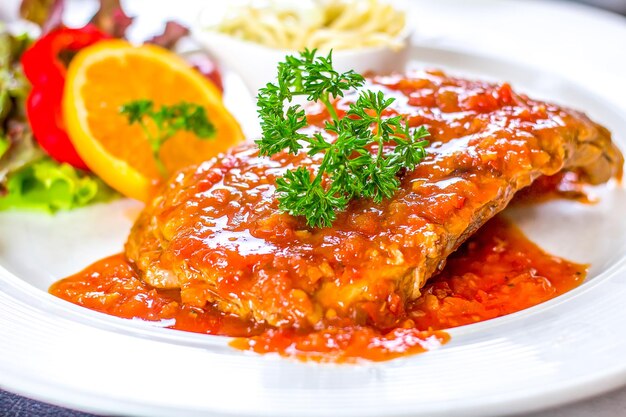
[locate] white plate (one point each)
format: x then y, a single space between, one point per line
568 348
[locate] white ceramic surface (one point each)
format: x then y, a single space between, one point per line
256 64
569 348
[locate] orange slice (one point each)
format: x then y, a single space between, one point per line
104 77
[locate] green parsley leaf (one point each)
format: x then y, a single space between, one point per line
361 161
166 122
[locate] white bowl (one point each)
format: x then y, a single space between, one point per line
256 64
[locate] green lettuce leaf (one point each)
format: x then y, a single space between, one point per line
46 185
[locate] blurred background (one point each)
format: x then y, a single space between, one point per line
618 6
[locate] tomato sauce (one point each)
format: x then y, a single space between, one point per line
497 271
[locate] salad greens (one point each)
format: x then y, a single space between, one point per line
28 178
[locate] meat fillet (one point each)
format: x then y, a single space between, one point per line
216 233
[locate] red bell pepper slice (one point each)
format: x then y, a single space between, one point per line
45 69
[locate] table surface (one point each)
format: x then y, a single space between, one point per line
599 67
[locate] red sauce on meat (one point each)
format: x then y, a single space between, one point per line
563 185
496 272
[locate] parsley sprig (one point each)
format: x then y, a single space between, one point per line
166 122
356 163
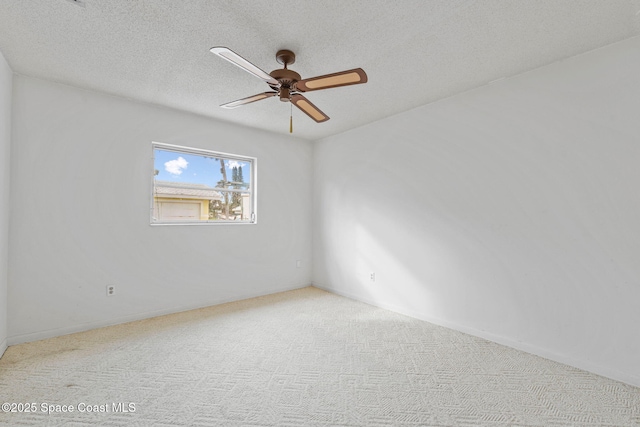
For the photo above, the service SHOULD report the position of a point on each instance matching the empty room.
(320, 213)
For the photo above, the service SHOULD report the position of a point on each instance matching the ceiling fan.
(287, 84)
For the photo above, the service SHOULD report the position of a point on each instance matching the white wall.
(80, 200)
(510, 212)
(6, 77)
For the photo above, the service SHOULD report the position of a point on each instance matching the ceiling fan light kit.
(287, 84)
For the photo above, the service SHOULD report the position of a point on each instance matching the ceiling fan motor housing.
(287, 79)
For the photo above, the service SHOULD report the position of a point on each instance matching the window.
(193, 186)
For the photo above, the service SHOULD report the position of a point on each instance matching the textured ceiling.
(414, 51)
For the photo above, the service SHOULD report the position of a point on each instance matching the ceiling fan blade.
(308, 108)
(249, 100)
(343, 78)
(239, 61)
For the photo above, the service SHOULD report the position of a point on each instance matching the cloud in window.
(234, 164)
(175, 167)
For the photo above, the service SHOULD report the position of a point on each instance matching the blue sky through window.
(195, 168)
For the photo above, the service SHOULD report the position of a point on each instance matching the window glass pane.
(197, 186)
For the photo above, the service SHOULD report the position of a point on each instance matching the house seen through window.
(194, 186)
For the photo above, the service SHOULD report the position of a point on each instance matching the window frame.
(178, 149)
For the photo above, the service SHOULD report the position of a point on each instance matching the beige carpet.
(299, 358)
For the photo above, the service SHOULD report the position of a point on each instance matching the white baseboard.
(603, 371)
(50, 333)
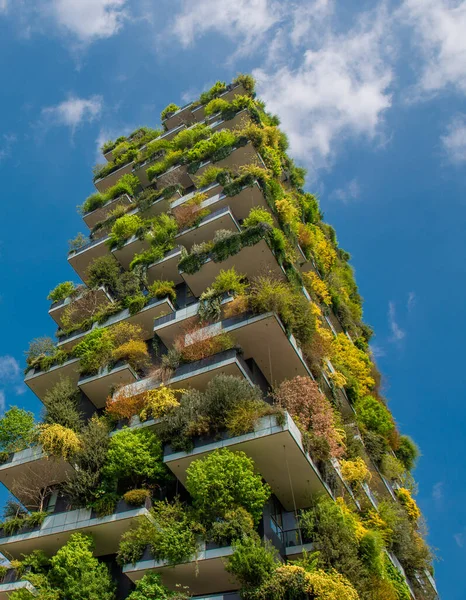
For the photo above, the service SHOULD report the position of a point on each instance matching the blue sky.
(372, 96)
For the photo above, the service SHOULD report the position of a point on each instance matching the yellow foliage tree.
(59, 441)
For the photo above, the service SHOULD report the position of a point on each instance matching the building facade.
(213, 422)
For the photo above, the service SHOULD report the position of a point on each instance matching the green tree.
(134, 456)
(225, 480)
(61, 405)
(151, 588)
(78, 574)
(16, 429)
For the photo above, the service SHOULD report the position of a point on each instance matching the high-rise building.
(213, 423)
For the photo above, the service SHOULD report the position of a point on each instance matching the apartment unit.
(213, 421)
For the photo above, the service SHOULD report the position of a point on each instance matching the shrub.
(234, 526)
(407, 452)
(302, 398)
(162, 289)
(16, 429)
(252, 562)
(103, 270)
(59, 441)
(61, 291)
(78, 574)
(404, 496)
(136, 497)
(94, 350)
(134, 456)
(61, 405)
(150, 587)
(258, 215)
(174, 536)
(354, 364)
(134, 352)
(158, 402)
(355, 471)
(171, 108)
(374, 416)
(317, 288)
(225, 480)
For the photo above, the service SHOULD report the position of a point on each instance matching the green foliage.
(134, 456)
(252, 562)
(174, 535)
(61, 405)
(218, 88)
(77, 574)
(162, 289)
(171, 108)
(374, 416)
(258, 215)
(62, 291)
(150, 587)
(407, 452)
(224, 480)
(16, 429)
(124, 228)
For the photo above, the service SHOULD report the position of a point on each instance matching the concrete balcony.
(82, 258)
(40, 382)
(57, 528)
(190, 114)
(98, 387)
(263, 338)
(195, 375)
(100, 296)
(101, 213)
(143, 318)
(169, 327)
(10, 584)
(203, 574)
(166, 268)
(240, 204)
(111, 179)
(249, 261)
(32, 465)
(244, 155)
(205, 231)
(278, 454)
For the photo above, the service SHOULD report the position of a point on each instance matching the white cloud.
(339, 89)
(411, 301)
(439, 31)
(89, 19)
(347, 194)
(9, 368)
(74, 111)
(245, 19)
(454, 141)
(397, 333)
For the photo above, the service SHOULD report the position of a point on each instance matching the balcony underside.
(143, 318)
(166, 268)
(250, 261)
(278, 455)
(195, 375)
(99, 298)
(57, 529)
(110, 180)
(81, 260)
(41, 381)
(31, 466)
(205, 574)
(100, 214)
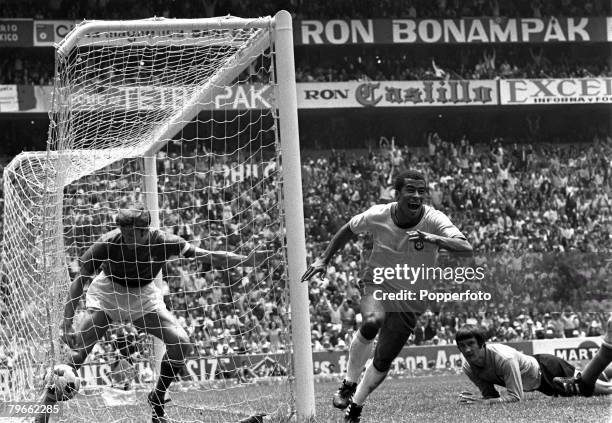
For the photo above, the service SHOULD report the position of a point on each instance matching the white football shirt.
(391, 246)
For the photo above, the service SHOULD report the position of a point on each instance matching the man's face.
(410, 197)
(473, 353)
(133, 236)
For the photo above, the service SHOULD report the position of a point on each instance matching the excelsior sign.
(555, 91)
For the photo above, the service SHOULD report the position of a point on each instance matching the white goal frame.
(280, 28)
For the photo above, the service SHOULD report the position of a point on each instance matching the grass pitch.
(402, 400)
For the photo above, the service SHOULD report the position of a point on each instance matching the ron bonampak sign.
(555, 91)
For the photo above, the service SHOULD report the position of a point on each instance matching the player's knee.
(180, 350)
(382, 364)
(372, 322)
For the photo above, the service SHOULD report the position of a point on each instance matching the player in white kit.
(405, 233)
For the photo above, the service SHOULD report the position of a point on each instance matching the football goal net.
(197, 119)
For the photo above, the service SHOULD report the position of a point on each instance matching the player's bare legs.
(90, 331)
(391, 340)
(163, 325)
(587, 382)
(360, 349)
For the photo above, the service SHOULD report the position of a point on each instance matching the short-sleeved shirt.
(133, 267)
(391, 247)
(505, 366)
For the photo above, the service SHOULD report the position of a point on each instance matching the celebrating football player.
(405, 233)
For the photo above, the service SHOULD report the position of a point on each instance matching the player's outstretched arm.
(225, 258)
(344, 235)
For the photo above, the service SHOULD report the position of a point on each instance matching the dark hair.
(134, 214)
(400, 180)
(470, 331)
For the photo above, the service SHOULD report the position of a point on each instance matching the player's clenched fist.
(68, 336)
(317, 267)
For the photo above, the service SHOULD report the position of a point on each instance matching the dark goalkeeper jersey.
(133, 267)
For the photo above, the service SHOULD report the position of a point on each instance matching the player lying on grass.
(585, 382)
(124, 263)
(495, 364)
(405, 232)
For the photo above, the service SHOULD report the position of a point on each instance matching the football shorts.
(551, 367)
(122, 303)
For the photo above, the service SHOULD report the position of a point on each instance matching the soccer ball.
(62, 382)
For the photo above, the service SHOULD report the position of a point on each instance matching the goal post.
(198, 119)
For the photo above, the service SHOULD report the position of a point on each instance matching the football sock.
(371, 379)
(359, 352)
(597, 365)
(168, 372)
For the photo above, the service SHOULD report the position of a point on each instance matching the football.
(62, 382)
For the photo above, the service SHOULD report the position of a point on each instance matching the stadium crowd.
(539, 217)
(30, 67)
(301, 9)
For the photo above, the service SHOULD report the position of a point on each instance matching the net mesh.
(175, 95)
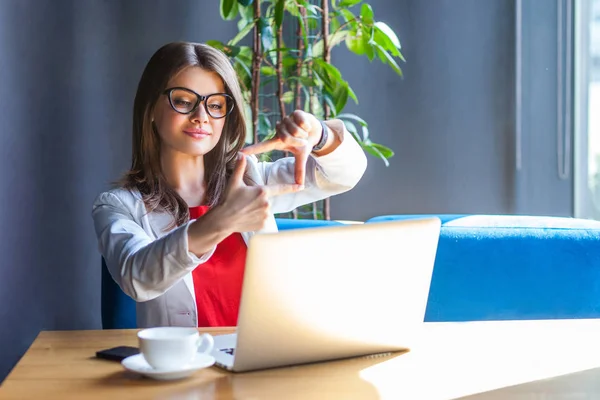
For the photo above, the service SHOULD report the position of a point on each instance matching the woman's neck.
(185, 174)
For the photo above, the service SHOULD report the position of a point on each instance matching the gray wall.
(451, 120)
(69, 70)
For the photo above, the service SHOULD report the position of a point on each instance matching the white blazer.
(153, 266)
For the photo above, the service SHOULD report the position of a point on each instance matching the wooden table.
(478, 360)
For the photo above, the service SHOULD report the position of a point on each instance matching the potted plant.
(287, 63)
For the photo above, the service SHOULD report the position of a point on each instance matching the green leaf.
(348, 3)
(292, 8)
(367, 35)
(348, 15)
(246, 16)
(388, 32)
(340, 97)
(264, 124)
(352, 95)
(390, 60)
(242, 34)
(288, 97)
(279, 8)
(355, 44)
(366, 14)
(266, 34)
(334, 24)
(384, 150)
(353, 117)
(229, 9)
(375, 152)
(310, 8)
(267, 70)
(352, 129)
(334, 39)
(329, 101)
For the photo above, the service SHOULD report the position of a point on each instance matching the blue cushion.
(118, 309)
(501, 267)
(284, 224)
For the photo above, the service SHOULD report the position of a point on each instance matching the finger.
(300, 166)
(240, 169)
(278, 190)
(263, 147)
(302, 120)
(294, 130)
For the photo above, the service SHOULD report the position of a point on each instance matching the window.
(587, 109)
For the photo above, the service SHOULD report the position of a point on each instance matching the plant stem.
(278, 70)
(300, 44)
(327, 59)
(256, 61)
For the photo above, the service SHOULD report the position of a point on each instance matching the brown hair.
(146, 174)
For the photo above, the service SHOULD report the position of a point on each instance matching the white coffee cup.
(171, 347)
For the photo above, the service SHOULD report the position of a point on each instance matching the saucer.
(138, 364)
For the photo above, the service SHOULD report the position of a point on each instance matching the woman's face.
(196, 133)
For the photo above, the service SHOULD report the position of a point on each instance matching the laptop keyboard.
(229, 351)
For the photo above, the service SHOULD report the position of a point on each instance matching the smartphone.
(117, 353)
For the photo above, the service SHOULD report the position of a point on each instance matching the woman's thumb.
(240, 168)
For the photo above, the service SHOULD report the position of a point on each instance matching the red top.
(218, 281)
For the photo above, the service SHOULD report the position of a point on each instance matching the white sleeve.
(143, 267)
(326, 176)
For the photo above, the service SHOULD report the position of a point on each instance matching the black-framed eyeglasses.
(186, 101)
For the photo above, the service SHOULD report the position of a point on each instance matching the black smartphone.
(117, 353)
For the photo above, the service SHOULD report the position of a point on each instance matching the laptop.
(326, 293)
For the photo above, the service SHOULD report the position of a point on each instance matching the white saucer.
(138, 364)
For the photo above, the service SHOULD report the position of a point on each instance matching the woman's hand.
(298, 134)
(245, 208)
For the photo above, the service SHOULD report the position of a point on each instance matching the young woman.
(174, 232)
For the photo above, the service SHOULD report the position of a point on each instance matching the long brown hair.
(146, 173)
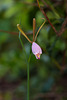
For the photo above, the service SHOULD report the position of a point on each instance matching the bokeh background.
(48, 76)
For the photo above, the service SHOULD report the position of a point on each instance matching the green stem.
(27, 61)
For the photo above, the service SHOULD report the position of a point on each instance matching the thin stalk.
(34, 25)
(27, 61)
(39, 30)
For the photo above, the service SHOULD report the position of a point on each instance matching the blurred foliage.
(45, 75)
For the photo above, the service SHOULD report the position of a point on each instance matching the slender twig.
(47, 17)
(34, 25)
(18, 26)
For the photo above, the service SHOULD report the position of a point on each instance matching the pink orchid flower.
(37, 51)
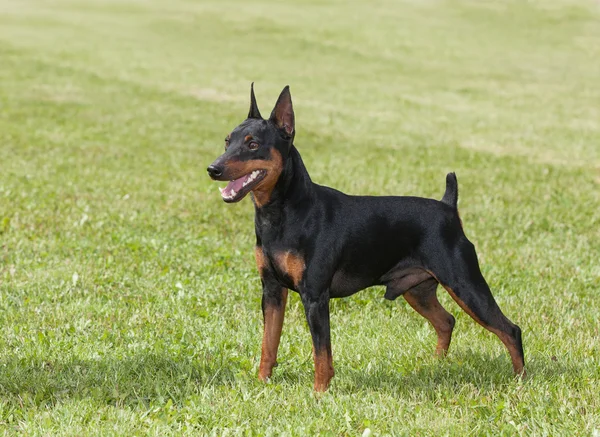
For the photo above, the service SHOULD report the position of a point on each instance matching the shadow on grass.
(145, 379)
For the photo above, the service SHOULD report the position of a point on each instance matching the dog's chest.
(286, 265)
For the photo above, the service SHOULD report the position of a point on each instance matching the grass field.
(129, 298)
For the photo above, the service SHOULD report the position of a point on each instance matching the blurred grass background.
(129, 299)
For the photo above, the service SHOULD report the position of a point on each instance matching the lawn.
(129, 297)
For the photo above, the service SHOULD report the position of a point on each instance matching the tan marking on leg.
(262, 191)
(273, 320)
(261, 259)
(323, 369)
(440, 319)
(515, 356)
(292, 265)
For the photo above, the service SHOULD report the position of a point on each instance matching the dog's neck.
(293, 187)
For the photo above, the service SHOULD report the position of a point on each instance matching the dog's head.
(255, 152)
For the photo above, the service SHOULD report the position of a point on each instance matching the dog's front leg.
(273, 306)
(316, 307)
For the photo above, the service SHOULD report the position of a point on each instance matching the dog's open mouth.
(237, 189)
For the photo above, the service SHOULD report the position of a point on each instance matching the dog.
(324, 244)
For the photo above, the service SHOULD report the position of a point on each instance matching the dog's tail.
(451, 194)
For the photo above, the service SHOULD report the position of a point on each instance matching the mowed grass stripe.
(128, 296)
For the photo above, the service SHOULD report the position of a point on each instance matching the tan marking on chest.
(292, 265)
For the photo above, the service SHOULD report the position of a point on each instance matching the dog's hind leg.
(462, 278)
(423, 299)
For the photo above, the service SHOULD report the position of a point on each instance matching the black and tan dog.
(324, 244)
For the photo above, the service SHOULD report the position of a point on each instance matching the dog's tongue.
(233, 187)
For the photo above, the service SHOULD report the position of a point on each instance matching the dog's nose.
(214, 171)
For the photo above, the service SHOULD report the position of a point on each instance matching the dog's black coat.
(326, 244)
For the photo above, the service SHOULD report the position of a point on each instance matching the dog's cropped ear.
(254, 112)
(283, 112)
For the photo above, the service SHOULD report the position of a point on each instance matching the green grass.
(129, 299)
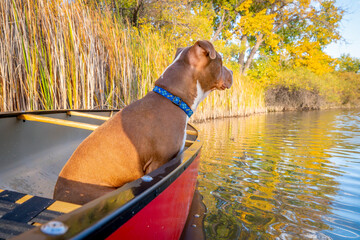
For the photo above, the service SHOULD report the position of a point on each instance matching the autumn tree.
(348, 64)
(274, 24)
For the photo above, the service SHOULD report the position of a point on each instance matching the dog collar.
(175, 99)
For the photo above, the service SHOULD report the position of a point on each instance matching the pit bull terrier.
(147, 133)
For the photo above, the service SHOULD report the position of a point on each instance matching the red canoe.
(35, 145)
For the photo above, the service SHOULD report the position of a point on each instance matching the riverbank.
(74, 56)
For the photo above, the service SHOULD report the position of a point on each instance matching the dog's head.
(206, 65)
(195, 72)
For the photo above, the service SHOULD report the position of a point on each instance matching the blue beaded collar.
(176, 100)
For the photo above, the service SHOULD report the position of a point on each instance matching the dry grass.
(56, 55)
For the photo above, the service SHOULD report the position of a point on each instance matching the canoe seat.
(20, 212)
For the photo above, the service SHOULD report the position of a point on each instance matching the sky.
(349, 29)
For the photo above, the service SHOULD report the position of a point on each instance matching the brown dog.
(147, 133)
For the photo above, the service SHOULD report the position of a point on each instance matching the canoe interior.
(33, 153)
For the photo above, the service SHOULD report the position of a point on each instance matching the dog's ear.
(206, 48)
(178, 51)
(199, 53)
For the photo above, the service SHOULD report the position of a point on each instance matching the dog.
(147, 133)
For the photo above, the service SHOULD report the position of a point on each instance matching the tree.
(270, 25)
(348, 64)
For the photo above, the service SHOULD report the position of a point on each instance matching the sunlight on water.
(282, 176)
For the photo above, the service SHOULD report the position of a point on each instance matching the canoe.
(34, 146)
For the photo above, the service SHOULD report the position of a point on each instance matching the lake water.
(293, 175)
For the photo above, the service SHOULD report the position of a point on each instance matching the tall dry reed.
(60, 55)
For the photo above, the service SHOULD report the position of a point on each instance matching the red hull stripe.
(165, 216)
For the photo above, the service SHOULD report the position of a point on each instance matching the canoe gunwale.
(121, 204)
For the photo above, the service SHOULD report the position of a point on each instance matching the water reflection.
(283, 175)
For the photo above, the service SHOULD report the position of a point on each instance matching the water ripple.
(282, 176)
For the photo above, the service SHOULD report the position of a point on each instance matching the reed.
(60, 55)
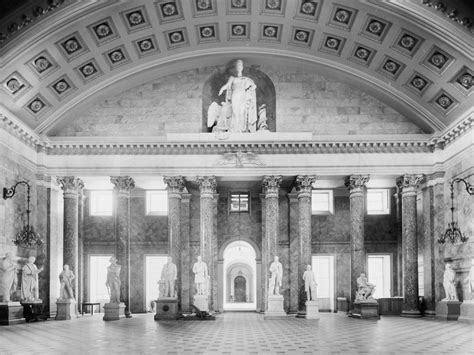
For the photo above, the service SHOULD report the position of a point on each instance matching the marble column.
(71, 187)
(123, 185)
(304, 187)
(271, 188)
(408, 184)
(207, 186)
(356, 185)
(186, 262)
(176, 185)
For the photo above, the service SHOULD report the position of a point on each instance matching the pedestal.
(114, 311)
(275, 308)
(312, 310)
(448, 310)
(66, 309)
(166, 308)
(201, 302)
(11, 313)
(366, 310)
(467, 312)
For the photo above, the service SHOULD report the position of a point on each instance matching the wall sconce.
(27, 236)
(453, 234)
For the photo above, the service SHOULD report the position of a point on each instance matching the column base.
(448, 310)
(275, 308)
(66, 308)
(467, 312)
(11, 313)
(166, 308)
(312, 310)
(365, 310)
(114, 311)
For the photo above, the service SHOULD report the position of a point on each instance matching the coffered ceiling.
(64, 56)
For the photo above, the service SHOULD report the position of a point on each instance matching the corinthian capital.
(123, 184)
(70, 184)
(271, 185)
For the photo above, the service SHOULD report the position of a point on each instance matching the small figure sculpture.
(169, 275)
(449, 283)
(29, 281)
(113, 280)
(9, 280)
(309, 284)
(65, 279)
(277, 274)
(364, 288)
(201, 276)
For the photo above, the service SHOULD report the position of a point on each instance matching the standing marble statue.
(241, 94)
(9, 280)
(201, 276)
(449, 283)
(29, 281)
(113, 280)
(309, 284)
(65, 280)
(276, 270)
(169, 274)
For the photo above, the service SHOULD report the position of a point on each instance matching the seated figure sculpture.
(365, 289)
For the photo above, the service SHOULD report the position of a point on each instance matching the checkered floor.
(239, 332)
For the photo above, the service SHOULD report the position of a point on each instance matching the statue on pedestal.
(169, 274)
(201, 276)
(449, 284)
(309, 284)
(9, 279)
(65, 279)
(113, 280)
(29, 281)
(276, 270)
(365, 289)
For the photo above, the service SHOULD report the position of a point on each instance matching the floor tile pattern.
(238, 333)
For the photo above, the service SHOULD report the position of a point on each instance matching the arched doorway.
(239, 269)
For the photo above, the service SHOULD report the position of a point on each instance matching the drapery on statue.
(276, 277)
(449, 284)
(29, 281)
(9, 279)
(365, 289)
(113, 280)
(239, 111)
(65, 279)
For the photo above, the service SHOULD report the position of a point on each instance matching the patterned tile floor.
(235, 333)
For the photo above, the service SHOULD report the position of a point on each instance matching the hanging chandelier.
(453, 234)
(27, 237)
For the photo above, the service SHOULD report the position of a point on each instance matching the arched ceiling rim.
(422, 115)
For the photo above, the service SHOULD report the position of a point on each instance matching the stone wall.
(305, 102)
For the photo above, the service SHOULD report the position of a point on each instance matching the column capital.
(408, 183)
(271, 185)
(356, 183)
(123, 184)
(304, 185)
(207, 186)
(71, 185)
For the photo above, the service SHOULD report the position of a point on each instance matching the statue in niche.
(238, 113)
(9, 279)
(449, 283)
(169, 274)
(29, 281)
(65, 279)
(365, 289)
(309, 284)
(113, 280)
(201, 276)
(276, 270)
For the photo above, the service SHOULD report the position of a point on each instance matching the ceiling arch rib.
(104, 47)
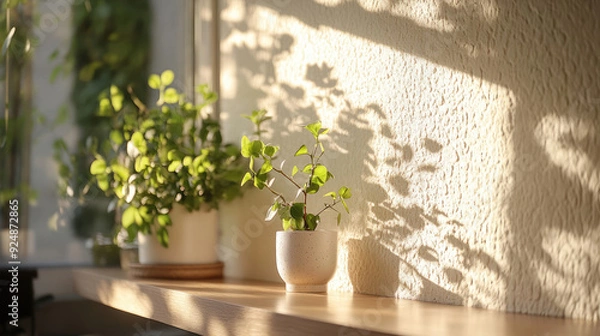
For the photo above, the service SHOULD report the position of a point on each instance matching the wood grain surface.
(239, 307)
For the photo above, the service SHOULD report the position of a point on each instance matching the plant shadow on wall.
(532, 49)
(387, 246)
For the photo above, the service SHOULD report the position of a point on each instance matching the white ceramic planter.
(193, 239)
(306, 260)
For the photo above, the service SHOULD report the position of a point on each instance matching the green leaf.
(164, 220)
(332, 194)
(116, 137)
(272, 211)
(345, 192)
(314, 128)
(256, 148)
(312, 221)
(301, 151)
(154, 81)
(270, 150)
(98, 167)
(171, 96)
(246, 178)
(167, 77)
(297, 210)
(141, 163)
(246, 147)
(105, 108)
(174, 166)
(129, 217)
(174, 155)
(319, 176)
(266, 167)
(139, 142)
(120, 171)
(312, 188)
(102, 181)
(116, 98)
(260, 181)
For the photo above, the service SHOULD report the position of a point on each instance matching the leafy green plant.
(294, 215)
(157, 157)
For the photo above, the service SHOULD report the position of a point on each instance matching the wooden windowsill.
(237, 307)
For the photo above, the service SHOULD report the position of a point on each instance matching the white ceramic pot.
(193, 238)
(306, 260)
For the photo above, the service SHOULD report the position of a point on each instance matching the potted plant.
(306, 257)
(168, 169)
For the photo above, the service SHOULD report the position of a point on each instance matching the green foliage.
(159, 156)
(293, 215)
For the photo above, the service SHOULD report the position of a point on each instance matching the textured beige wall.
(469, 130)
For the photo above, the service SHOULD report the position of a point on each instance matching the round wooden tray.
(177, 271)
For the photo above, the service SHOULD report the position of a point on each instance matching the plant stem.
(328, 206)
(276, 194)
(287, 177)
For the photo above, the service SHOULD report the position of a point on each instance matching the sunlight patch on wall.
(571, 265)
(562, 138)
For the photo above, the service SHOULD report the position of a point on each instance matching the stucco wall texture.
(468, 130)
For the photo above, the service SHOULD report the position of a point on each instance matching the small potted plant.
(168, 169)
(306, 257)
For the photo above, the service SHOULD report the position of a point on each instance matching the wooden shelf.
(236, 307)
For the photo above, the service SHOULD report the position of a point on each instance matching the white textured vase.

....

Return a copy of each line in the entries that contains "meat".

### EXERCISE RESULT
[locate] meat fillet (one point each)
[locate] red sauce on meat (one point each)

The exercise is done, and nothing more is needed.